提供された抜粋:
________________

『立川競輪開設58周年記念(GIII)レポート』 最終日編
 
配信日:1月7日


 年明け伝統の一戦・立川競輪場開設58周年記念「鳳凰賞典レース」は1月7日、4日間に渡る熱戦に幕を下ろした。長い直線に加えて、最終日はバックで強い向かい風が吹き、多くの自力選手が苦しんだ。注目の決勝戦は4車並んだ中部勢に、成田和也が番手勝負を宣言。中部勢の作戦に注目が集まった。競り負けた浅井康太だったが、後方から直線一気に強襲。昨年11月の防府以来となる2度目の記念Vを飾った。

決勝戦 レース経過
 スタートで新田康仁が飛び出し正攻法に構える。鈴木誠が続き南関ラインが前を固め、単騎の岩津裕介がこの後ろで様子見。柴崎淳-浅井康太-加藤慎平-三浦稔希の中部勢に対し、先行目標のない成田和也-太田真一が柴崎の番手で併走し、中部分断を図る。
 赤板過ぎに柴崎が上昇すると、成田がうまく追走し、浅井は車を下げた。柴崎が新田を押さえると、新田は中団まで車を下げる。新田の外で併走していた浅井は追い上げるタイミングを図っていたが、打鐘過ぎの2センターで追い上げた。これに合わせて柴崎も猛ダッシュ、先行態勢に入った。成田が懸命に食い下がり、1センターで外の浅井をブロックして番手を死守。すると前団のもつれを見極めた新田が二角からまくり上げて前団に迫るが、番手の成田が巧なブロックで新田を止めて直線に入る。逃げ粘る柴崎を成田が交わして優勝かに、競り負けて後退していた浅井が息を吹き返し、四角で中、最後は外に持ち出し、信じられぬ伸び脚で突き抜けVをさらった。



浅井康太選手
浅井康太選手
 4車で結束した中部勢を成田和也が分断。競り負けた浅井康太(写真)だったが、後方で立て直すと、直線一気のゴボウ抜き。常識では考えられない離れ業をやってのけた。
 「本当は内で競りたかったんですが、外から行く形になってしまいました。追い上げたときの淳とのダッシュはバッチリ合ったんですけどね。外で何とか堪えたかったけど、(成田に)持っていかれて負けてしまったのが…。内容は悪かったですね。でも、優勝は嬉しいです。バック線ではヤバイと思いましたが、諦めずに踏んでいたら突き抜けました。最後は周りが止まっているように感じました」

________________

課題用データ:
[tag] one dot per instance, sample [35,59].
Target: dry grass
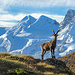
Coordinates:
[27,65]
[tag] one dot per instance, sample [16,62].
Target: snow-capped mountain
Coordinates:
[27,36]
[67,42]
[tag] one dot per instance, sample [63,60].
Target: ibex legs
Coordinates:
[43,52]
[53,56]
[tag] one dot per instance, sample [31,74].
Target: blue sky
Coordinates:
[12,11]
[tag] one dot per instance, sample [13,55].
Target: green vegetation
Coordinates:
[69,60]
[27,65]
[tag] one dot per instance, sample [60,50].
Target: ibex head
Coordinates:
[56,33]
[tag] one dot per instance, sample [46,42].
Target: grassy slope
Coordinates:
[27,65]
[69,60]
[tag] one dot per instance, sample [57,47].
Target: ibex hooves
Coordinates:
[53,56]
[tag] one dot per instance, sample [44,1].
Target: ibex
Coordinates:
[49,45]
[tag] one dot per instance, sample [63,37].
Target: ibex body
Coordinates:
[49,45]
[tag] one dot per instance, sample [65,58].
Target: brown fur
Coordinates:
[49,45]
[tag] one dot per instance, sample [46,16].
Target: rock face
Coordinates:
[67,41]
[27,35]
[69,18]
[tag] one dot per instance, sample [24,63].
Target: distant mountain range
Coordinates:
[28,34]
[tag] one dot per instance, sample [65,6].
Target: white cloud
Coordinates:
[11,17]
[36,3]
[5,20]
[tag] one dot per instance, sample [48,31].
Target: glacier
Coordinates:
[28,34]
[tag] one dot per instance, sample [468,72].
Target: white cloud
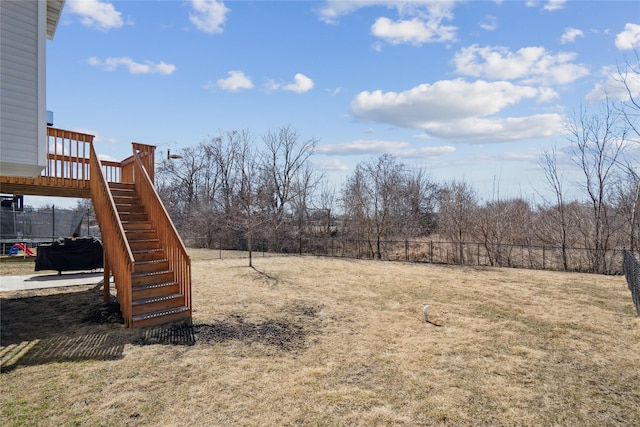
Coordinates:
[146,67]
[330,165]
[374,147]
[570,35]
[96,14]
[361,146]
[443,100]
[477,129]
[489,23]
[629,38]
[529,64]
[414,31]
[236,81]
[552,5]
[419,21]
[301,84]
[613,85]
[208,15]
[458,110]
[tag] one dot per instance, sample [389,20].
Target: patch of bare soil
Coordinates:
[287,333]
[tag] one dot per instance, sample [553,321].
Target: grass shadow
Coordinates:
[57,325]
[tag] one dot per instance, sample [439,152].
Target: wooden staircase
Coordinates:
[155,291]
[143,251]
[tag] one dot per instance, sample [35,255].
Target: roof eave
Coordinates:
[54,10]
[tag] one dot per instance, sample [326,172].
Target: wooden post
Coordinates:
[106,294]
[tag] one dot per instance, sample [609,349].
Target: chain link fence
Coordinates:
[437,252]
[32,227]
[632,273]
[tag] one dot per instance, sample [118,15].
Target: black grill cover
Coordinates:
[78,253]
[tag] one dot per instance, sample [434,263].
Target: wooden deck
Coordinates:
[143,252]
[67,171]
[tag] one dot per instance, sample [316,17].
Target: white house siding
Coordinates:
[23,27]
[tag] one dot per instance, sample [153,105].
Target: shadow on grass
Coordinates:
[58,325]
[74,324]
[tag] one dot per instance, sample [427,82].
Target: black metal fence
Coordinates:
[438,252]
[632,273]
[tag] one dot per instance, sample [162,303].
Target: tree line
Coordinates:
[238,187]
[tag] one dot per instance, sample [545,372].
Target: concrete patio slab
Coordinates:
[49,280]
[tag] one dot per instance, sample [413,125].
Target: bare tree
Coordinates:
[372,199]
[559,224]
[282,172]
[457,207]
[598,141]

________________

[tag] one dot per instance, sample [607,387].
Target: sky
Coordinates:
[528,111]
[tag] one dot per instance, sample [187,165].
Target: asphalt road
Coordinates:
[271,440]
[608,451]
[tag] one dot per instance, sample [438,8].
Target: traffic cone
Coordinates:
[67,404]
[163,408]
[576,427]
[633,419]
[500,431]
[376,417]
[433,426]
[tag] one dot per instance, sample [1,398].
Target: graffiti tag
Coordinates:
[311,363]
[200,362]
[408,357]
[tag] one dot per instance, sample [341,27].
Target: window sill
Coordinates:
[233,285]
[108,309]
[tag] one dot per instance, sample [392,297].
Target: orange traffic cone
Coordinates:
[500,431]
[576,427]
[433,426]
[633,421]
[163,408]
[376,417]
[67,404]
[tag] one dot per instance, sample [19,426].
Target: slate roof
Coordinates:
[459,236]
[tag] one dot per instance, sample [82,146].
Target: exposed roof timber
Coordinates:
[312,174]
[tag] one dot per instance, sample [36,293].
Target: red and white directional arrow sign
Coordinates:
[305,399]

________________

取り組む課題:
#1 記録から、文字列「fence」を含む行をすべて抜き出してください。大文字と小文字は区別します。
#2 立川競輪記念のレポートを、最後の文に続けて書き進めてください。

演習の結果:
#1
Target: chain link fence
Target: black metal fence

#2
 S級S班として迎えた10年。記念優勝という最高の形でスタートを切ることができた。
 「SSをあまり意識せず、今はレース内容を重視した走りをしていきたい。今回はデキがそんなに良くなかったので、次の向日町(記念)はもうちょっと仕上げていきます。また、暮れにここに戻ってこれるように頑張ります」

 成田和也は浅井に競り勝って柴崎淳の番手を奪ったが、優勝には届かなかった。
 「番手を取り切って、まだ余裕はあったんですけどね。後ろに入ったのが(加藤)慎平さんだというのは分かりました。新田さんがけっこう早めに来て飛び付こうかと思ったんですが、フワフワした感じだったので、前に踏んでいきました。優勝できなかったけど、強気に攻めたのは良かったと思います」

 強風の吹き荒れる中で果敢に先行した柴崎淳は3着。力は全て出し切った。
 「この強い風の中で先行して自分の仕事はできました。とりあえず出切って、あとは浅井先輩の追い上げに合わせて仕掛けました。バック向かい風できつかったけど、踏めていたし、直線では優勝かと思ったんですけどね」

 成田後位に切り替えた加藤慎平は4着。優勝した浅井の強さに脱帽する。
 「今日は(浅井)康太と心中するつもりだったけど、競り負けてしまったんで、切り替えました。余裕はあったんですが、最後はコースが開かず、突っ込めなかったです。でも、競り負けて優勝なんて、康太はどういう脚力をしているんですかね」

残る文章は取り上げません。